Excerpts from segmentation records
[Start]

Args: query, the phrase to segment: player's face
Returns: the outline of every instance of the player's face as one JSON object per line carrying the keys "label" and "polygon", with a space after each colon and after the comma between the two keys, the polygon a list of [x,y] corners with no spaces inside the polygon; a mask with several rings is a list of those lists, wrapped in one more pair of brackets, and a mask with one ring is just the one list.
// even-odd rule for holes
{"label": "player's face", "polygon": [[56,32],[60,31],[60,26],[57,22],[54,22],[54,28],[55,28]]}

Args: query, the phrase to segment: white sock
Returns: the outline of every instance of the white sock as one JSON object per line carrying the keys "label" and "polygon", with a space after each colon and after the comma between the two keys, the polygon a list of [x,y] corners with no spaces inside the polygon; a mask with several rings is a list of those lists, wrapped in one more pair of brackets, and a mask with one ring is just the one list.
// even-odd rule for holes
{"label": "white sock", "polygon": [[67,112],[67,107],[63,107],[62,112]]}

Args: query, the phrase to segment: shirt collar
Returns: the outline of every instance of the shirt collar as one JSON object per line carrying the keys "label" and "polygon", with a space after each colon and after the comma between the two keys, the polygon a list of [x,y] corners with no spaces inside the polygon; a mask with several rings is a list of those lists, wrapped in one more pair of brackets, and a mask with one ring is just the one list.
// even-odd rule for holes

[End]

REQUIRED TASK:
Can you reproduce every line of the data from the line with "Args: query, the phrase to segment: white" through the final line, both included and with the requests kept, shifting each polygon coordinate in the answers by adding 46 to it?

TASK RESULT:
Args: query, the phrase to segment: white sock
Returns: the outline of every instance of the white sock as one JSON object per line carrying the keys "label" and "polygon", with a space after each colon and after the comma between the two keys, the polygon a list of [x,y] corners with no spaces inside the polygon; a mask with several rings is a list of those lists, wrapped in one more pair of brackets, and a mask with one ring is just the one list.
// even-odd rule for holes
{"label": "white sock", "polygon": [[113,158],[113,153],[109,153],[108,158]]}

Args: query, the phrase to segment: shirt collar
Returns: the outline of every instance of the shirt collar as one JSON object per line carrying the keys "label" and "polygon", with a space after each colon and after the comma between the two keys, the polygon a list of [x,y] corners with no spaces inside the polygon; a mask with several rings is a list of those lists, wrapped in one more pair of brackets, and a mask with one ring is just the one list.
// even-odd rule for holes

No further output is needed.